# Trecho do documento

****

Jornal Evangélico Luterano

Ano 2015 | número 782

Sexta-feira, 29 de Março de 2024

Porto Alegre / RS - 03:17

Unidade

Lutero - Reforma: 500 anos Bíblia: Palavra de Deus!

   A Palavra de Deus cria vida boa: Ele criou o mundo com tudo aquilo que nele há – e viu Deus tudo o que criou e eis que era muito bom – como um belo jardim. Criou o ser humano para nele habitar e cuidar dele, mas, por causa das suas falhas e desobediências, as pessoas sofreram as consequências, como a perda do paraíso, o dilúvio e a confusão linguística. Contudo, Deus não desistiu da sua vontade de criar vida boa. Protegeu Caim, salvou Noé e o mundo animal, criou o seu povo e com ele fez uma aliança de fidelidade e amor. Abençoou-o a fim de que fosse uma bênção para as nações, mas, frequentemente, os ouvidos e os corações do seu povo tornaram-se insensíveis à vontade de Deus.

   Apesar de tudo isso, Deus não desistiu da sua vontade de criar vida boa, por isso Ele chamou e enviou profetas para que anunciassem a vontade de Deus, em forma de Lei que denuncia e Evangelho que liberta dos poderes do mal e da não vida para o compromisso com a promoção de vida boa para tudo e todos. Contudo, o seu povo não se mostrou fiel à aliança estabelecida.

   Finalmente, Deus não mais viu outro jeito do que Ele mesmo tornar-se pessoa em Jesus Cristo. Esse, sim, tornouse sinal visível, concreto e palpável do amor de Deus que cria vida. Ele denunciou todas as manifestações de não vida e morte. Promoveu vida boa, em forma de sinais concretos e palpáveis, onde não mais se poderia esperar nada de bom. Justificou e aceitou a quem não o merecia. Tornouse o ser humano ‘segundo a imagem de Deus’. Na cruz, Ele se sacrificou em favor do mundo ‘para que todo aquele que nEle cresse não perecesse, mas tivesse a vida eterna’.

   Ressuscitando Jesus dentre os mortos, deu razão à vontade primeira e última de Deus: promover a vida boa que não mais morre. Cristo subiu ao céu, a fim de preparar lugar eterno para os seus e interceder por eles, para que a fé não desfalecesse. Enviou o Espírito Santo a fim de despertar, manter e consumar a fé dos seus e congregá-los em Comunidade e Igreja. Até hoje, Ele está unindo as pessoas batizadas na grande família, ou seja, no povo universal de Deus, a comunhão dos santos. Ela está aí para testemunhar os grandes feitos de Deus – que Ele fez, faz e vai fazer.

   No final dos tempos, Cristo voltará para criar os ‘novos céus e a nova terra, nos quais habita a justiça’. Naquele dia, Ele ressuscitará os seus com novo corpo que não mais morrerá. Então, veremos o nosso Deus, de face a face, e o louvaremos sem fim.

   Que história maravilhosa de amor é essa! Toda a Bíblia, do início ao fim, o testemunha de muitas maneiras diferentes. Lutero ficou tão entusiasmado com ela que traduziu a Bíblia toda para o vernáculo, de modo que o povo alemão pudesse ler a Bíblia. Com muita inspiração, traduziu o Novo Testamento do original Grego e o Antigo Testamento do original Hebraico. Também com o intuito de despertar a fé nas pessoas, Lutero introduziu no culto a prédica, baseada em determinados textos bíblicos. Estava convicto de que ‘a fé vem pela pregação’. Desse modo, Lutero queria formar o ‘sacerdócio universal de todos os crentes’.

****

# Material fornecido
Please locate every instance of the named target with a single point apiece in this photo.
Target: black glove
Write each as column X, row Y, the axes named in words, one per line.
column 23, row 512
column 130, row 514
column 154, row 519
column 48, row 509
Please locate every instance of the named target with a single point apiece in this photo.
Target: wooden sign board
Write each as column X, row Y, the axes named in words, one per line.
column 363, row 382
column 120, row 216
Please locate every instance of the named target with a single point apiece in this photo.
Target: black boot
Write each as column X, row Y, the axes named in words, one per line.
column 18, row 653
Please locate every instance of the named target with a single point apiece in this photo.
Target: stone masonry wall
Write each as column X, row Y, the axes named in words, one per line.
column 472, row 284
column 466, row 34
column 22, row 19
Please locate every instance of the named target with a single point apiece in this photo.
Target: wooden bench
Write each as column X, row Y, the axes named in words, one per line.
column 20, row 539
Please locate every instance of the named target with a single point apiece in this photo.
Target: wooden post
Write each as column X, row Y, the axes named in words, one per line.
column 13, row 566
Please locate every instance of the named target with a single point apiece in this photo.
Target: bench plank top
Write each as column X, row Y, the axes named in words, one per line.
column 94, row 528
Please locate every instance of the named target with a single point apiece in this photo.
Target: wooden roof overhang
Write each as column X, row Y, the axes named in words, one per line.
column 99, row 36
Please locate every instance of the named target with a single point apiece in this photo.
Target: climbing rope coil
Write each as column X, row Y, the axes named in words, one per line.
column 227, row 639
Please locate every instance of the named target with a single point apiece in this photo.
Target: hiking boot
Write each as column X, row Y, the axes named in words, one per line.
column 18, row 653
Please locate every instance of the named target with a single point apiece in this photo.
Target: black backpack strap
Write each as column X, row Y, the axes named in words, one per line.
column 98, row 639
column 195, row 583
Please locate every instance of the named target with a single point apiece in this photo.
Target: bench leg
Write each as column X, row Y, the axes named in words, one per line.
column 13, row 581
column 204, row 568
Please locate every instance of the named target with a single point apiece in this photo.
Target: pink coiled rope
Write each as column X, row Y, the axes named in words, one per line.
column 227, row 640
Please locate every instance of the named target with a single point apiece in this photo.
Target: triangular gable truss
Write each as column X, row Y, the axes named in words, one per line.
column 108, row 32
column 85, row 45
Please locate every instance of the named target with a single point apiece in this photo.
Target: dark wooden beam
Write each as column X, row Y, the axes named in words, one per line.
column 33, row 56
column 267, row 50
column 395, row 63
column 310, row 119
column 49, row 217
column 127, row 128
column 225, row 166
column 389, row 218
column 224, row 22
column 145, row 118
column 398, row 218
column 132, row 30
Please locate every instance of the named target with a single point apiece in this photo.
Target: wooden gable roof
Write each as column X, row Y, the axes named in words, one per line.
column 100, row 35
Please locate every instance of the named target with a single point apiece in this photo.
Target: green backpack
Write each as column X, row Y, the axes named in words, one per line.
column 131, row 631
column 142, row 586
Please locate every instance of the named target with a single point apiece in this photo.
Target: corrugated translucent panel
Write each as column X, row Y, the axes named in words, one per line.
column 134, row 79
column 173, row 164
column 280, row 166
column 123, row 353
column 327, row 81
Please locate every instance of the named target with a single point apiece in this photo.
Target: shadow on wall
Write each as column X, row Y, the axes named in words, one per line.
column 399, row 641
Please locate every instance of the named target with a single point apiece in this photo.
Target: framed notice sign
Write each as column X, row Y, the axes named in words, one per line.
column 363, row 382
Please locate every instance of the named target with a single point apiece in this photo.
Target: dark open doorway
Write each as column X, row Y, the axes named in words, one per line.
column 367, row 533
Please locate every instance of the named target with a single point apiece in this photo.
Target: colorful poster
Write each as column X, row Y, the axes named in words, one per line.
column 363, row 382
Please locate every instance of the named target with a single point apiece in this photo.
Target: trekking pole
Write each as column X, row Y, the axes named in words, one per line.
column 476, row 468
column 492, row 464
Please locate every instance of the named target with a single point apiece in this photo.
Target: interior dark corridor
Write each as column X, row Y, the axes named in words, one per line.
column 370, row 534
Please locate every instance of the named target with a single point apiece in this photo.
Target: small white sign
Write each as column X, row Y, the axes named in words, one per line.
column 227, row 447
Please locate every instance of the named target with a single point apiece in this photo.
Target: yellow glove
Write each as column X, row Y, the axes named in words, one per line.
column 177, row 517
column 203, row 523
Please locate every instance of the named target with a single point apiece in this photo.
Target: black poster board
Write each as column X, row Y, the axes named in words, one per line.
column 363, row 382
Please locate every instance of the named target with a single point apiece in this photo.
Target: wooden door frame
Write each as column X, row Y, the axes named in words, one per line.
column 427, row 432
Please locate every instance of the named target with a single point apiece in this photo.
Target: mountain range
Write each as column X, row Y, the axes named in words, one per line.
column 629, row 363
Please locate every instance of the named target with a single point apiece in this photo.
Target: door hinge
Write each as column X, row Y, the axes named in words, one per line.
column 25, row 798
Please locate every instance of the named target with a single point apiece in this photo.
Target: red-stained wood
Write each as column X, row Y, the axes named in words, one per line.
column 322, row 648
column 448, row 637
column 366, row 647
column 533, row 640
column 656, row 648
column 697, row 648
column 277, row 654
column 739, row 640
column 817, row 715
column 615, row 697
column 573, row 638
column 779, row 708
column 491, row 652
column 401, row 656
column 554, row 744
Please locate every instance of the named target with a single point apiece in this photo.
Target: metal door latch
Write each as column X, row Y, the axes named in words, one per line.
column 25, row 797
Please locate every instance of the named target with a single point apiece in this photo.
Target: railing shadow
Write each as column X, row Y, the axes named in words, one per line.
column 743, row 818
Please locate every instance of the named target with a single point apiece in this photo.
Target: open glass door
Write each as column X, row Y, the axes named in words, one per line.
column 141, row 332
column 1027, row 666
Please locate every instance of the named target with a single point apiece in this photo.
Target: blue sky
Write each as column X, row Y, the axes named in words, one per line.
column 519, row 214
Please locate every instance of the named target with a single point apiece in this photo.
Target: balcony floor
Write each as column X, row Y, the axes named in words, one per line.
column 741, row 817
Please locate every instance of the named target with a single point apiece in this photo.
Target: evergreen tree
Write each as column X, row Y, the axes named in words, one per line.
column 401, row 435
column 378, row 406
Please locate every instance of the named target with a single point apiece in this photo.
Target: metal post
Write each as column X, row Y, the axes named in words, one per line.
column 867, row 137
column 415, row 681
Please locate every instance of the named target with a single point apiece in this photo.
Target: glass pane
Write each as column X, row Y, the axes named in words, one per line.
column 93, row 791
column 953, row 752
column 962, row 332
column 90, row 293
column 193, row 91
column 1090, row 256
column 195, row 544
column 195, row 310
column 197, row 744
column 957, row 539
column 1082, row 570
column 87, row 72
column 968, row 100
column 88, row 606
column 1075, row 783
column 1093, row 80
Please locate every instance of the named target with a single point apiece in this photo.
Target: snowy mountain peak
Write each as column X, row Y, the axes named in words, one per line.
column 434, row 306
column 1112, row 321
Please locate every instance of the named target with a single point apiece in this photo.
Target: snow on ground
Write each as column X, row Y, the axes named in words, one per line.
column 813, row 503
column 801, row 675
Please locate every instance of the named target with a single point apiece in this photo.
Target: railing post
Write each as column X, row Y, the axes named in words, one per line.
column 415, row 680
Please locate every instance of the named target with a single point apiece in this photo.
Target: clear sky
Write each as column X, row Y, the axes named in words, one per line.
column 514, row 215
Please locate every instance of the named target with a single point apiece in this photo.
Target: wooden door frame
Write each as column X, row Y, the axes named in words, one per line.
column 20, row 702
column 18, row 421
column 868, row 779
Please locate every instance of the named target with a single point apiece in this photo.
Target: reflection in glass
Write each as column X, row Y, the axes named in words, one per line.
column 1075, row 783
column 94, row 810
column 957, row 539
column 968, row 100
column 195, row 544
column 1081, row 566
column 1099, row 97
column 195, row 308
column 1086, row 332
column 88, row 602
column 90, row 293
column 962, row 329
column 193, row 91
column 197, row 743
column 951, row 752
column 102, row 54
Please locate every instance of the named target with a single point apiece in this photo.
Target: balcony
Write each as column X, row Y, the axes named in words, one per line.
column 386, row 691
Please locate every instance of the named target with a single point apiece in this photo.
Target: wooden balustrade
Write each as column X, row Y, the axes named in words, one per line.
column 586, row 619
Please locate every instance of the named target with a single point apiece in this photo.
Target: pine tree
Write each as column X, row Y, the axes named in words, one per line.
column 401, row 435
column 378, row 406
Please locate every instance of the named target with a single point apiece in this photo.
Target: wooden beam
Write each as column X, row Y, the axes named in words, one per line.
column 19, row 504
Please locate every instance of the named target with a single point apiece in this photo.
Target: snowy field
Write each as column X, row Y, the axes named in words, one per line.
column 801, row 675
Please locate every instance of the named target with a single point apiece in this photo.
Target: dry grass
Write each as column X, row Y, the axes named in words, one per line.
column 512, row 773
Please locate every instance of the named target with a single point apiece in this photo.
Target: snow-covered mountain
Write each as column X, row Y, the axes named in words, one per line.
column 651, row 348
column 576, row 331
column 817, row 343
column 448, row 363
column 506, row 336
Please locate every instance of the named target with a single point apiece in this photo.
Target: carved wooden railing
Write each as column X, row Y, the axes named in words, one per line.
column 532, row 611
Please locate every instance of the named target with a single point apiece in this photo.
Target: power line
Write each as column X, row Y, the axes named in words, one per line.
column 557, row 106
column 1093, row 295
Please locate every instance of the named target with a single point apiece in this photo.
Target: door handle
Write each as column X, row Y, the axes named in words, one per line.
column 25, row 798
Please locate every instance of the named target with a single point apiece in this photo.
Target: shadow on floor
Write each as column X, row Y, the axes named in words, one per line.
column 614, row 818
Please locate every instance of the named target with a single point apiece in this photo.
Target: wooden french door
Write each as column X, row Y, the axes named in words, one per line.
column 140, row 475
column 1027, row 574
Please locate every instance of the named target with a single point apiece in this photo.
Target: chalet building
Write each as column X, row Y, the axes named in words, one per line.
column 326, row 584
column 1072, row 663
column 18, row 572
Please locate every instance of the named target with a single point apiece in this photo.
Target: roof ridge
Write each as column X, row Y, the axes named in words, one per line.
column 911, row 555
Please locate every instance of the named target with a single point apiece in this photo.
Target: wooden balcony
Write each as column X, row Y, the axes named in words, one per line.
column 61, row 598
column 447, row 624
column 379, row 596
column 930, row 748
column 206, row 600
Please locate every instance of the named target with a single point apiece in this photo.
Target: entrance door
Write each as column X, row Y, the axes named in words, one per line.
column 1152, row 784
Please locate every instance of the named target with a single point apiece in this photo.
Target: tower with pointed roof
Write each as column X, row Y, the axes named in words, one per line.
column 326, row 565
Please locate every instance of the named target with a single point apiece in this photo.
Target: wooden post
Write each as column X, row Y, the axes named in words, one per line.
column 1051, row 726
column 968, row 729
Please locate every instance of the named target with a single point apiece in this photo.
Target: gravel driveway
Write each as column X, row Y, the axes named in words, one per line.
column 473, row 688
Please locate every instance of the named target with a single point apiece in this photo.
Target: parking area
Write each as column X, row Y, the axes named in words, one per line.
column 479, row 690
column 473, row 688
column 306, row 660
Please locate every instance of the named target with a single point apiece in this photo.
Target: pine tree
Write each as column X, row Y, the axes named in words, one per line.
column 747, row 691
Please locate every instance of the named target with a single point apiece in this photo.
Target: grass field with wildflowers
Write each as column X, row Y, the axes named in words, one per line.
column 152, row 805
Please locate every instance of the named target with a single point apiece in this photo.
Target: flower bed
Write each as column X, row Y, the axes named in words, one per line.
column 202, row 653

****

# Exercícios
A – Resuma em duas frases o trecho sobre a Palavra de Deus.
B – De acordo com o trecho sobre a Palavra de Deus, a partir de quais línguas originais Lutero traduziu o Novo e o Antigo Testamento?
C – Retome o trecho sobre a Palavra de Deus e continue-o a partir do ponto em que ele termina.
O material não tem relação com o trecho sobre a Palavra de Deus.

# Respostas
A – Apesar das falhas e desobediências humanas, Deus nunca desistiu de criar vida boa: fez aliança com seu povo, enviou profetas e, por fim, tornou-se pessoa em Jesus Cristo, que se sacrificou na cruz, ressuscitou e voltará no final dos tempos para criar novos céus e nova terra. Toda a Bíblia testemunha essa história de amor, e Lutero a traduziu para o vernáculo e introduziu no culto a prédica, a fim de despertar a fé nas pessoas.

B – O Novo Testamento foi traduzido do grego e o Antigo Testamento, do hebraico.

C –
   Hoje, a pesquisa científi ca nos evidenciou que a Bíblia foi escrita, ao longo de aproximadamente mil anos, por muitas pessoas, de diferentes tempos, culturas e idiomas. Dependendo do tempo, do lugar e da cultura, os autores utilizaram os recursos e meios do seu próprio contexto, para que os seus contemporâneos pudessem entender e assimilar este amor de Deus que cria a vida. Para isso, o Espírito Santo inspirou tanto as pessoas que deram testemunho oral e posteriormente escrito, quanto ouvintes e leitores. O testemunho se dava, pois, de maneira humana e contextualizada. Se assim não fosse, ninguém conseguiria entender o testemunho. Isso corresponde bem ao amor de Deus, que encarnou em Cristo e quer encarnar nos seus seguidores.

   Quando nós, hoje, lemos a Bíblia, pedimos pela iluminação do Espírito Santo. Ele nos faz atentar ao contexto em que e para o qual determinado texto foi escrito. Ele nos faz perguntar: Quem era o autor? Quem era o endereçado? O que o autor quis testemunhar naquele contexto em forma de Lei que denuncia e Evangelho que liberta das amarras do mal para o compromisso de promover vida boa? Assim, percebendo a intenção, ou seja, o espírito do texto, ele se abre para a nossa situação e o nosso contexto e os nossos leitores e ouvintes. Assim, o testemunho sobre o amor de Deus não se repete literalmente, mas toma forma de hoje, encarna em nossa vida concreta, torna-se contextual. Afi nal, é este o jeito do amor de Deus que encarna em nosso mundo. A sua encarnação culminou na vinda de Jesus Cristo e quer encarnar, de maneira multiforme, em nós hoje.

   Para tanto, a nossa análise do contexto de então e do contexto atual é importante para não lermos o texto de maneira literalista e fundamentalista. Se assim fizermos, ele perderá a sua força libertadora, mas nos escravizará e se transformará em camisa de força, pois resultará na eternização de leis que, no contexto do passado, faziam sentido, mas não mais hoje. Basta lembrar-nos de apenas um exemplo, como o caso da mulher não dever falar em público na Comunidade. Na sociedade patriarcal, em que os apóstolos ainda viviam, tal recomendação fazia sentido para proteger as mulheres, mas, já no Antigo Testamento, esse sistema, por vezes, foi quebrado. Pensemos apenas no cântico da Débora ou no Novo Testamento no cântico de Maria.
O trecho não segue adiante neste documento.